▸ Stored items
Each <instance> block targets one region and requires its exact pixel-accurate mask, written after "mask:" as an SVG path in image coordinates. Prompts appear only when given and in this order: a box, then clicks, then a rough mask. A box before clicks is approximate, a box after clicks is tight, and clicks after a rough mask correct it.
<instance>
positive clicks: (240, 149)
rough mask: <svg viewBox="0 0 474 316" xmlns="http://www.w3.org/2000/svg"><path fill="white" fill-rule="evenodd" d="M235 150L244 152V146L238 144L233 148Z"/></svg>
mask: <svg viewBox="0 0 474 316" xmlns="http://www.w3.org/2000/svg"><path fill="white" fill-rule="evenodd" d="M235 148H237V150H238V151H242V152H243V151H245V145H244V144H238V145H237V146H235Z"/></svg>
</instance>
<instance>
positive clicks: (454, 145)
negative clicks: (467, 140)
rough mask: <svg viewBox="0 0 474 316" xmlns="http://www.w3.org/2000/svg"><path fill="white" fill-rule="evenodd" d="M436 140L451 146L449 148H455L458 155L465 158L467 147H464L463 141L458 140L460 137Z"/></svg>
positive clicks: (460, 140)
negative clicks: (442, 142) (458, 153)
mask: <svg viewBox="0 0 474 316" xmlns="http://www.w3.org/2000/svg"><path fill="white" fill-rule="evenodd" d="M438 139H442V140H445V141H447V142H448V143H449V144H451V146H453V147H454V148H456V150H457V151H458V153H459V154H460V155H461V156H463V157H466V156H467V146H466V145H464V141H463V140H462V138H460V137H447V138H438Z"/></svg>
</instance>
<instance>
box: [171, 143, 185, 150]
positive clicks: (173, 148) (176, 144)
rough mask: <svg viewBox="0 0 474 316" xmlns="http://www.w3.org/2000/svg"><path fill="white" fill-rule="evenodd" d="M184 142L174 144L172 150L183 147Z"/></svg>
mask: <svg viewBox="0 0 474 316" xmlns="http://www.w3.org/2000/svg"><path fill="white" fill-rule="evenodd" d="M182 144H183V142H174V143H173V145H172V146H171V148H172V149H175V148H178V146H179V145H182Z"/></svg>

▸ Required action
Each line of the records above that includes the string "positive" should be counted. Report the total alone.

▸ Expected output
4